Copy the rows from the one containing "Flag each peach" down through the last row, requests included. In the answers, multiply every box coordinate by 2.45 and round each result to a whole number, rounding halves up.

A run of rows
+===+

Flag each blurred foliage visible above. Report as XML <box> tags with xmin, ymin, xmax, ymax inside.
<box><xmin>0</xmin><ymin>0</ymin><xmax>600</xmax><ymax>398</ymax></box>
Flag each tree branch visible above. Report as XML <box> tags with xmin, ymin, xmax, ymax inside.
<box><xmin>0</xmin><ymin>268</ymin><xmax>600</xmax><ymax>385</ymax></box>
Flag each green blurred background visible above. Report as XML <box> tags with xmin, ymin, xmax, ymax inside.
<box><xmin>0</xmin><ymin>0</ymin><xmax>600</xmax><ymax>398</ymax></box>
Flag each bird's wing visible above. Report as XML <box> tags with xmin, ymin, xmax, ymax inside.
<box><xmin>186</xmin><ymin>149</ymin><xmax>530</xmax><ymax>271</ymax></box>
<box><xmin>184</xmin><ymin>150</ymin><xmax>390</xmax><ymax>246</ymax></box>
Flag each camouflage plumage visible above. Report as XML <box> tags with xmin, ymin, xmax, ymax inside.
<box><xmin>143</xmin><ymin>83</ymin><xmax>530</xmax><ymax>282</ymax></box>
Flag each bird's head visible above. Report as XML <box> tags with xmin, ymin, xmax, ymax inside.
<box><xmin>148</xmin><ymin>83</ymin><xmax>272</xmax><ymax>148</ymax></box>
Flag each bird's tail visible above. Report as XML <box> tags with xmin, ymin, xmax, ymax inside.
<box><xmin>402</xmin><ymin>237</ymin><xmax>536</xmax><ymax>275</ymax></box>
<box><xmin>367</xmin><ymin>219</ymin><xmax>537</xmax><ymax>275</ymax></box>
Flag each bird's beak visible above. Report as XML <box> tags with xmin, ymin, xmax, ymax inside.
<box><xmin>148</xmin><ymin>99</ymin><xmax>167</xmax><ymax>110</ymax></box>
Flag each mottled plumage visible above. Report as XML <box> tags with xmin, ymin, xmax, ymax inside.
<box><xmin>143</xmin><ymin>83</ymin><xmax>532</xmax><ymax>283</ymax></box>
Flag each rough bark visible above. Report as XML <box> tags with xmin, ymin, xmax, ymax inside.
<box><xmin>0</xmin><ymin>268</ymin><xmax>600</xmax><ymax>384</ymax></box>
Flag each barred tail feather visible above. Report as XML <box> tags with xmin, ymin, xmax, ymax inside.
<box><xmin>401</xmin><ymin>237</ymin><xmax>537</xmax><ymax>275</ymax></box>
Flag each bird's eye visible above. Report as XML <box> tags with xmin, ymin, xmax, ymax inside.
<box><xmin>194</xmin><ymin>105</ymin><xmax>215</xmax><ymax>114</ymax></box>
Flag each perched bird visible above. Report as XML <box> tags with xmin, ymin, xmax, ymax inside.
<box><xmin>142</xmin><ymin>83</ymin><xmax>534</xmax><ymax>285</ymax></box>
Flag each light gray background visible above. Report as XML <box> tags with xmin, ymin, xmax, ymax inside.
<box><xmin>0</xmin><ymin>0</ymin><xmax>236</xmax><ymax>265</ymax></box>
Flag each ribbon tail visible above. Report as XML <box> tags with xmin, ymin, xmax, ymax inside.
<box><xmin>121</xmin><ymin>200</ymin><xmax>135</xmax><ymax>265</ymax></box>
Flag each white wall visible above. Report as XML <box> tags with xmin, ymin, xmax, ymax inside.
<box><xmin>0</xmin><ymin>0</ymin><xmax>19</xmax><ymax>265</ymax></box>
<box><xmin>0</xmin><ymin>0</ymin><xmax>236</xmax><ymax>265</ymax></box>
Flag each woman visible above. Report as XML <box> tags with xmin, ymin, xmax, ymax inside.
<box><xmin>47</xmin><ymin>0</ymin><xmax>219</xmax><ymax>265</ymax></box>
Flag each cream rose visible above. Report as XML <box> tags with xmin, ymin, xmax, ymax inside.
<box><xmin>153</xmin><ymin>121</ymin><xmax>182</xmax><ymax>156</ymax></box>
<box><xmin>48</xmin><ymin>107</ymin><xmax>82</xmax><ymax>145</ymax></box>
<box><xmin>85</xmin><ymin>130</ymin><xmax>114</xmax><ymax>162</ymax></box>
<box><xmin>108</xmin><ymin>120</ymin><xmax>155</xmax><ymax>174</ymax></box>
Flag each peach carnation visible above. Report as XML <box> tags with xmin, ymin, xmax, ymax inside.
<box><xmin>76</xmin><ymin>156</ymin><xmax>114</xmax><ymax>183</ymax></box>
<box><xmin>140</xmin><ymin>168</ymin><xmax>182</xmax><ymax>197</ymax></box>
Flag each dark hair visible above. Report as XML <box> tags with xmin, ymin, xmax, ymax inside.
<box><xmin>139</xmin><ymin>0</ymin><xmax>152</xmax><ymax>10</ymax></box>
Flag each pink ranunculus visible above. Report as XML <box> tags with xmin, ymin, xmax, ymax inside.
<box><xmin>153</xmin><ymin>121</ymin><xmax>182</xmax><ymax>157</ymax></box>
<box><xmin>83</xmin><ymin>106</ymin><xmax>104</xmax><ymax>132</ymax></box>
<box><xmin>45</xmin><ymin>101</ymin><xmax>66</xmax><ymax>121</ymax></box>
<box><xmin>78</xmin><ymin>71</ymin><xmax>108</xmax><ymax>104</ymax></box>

+===+

● WRITTEN ANSWER
Flag each peach carnation visible above. Report as XML <box> tags with xmin, ymin, xmax, ymax inside.
<box><xmin>186</xmin><ymin>382</ymin><xmax>279</xmax><ymax>448</ymax></box>
<box><xmin>343</xmin><ymin>412</ymin><xmax>446</xmax><ymax>483</ymax></box>
Flag each dark hair visible above. Report as XML <box> tags with xmin, ymin, xmax, ymax inside.
<box><xmin>341</xmin><ymin>0</ymin><xmax>372</xmax><ymax>25</ymax></box>
Flag each pink ranunculus visible above. Report as XML <box> tags with xmin, ymin, xmax, ymax inside.
<box><xmin>375</xmin><ymin>296</ymin><xmax>446</xmax><ymax>385</ymax></box>
<box><xmin>203</xmin><ymin>260</ymin><xmax>255</xmax><ymax>323</ymax></box>
<box><xmin>110</xmin><ymin>247</ymin><xmax>162</xmax><ymax>296</ymax></box>
<box><xmin>191</xmin><ymin>174</ymin><xmax>265</xmax><ymax>255</ymax></box>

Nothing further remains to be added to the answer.